##### TEXT SHOWN #####

If mediation is unsuccessful and the primary caregiver continues to refuse access to the children, the aggrieved parent may seek legal recourse and retain the services of a family lawyer. The party may then file for a case of contempt of court against the primary caregiver for refusing to comply with the access terms in the court order.  But this should really be the last resort. .

Providing reassurance and stability to the children

Parents need to keep in mind that amidst all the fear and confusion surrounding Covid-19, their children are looking up to them for reassurance and support. Parents must learn to place the welfare and needs of their children before their own, and that means working well with the other party to make care arrangements that give their children the greatest stability. What matters most is that parents are able to rise to the occasion and set an example for their children in how to handle a crisis.



All the more so in an unprecedented health crisis that we face now, the interests of the children are even more paramount.  Their safety should never be compromised, but parents should also not use COVID-19 as an excuse not to let the other parent see the children.


Postscript dated 3 April 2020:

On 3 April 2020, the government announced a further tightening of measures that will last one month.

Most workplaces will be closed from next Tuesday (April 7) and all schools will move to full home-based learning a day later, as Singapore puts in place a “circuit breaker” to pre-empt escalating coronavirus infections.

Except for key economic sectors and essential services – such as food establishments, markets and supermarkets, clinics, hospitals, utilities, transport and key banking services – all other work premises will close.

We have had many enquiries from anxious clients on this issue of whether access can continue to be granted during this time.

On the one hand, there are some parents who say that the interests of the child is best served if the child stays with the parent having care and control; that access should be suspended during these extraordinary times. This is because the underlying principle behind the latest stringent government measures is to break the COVID-19 virus from spreading, and that everyone should stay at home as much as possible.  The parent having care and control can allow the children to bond with the other parent via telephone, Skype, FaceTime or video calls.  After this one month period is over, the parent not having access during these difficult and unprecedented times can be given more makeup access time with the children.

##### STUDY MATERIAL #####

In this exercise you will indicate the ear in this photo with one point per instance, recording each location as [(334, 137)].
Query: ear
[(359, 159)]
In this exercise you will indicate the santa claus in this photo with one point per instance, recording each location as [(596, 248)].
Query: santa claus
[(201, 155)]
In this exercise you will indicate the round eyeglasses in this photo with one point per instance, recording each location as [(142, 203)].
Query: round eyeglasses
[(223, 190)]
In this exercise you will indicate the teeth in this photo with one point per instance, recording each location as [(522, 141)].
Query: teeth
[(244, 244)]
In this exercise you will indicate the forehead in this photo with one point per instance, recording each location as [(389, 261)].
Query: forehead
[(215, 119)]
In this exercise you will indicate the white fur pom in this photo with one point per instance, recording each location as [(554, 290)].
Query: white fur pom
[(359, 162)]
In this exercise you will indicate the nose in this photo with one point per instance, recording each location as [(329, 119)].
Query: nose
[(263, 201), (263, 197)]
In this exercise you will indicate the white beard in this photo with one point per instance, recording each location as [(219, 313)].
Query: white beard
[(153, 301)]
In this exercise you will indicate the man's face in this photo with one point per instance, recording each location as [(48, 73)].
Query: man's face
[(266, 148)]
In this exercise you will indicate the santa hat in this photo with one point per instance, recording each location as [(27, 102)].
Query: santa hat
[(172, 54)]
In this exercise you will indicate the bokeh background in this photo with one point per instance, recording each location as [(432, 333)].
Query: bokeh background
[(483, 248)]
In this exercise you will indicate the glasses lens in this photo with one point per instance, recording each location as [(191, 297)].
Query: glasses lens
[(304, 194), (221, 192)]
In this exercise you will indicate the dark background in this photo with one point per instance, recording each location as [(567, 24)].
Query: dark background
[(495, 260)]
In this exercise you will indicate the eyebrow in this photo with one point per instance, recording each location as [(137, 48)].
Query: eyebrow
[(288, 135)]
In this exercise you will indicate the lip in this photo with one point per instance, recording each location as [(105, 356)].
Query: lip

#####

§ WORK ORDER A
In the article on child access during COVID-19, from what day will most workplaces be closed?
§ WORK ORDER B
Transcribe the portion of the article on child access during COVID-19 between "On the one hand, there" and "with the children.", inclusive.
These records come from a different source than the text.

§ PROBLEM SOLUTION A
From Tuesday, April 7.

§ PROBLEM SOLUTION B
On the one hand, there are some parents who say that the interests of the child is best served if the child stays with the parent having care and control; that access should be suspended during these extraordinary times. This is because the underlying principle behind the latest stringent government measures is to break the COVID-19 virus from spreading, and that everyone should stay at home as much as possible.  The parent having care and control can allow the children to bond with the other parent via telephone, Skype, FaceTime or video calls.  After this one month period is over, the parent not having access during these difficult and unprecedented times can be given more makeup access time with the children.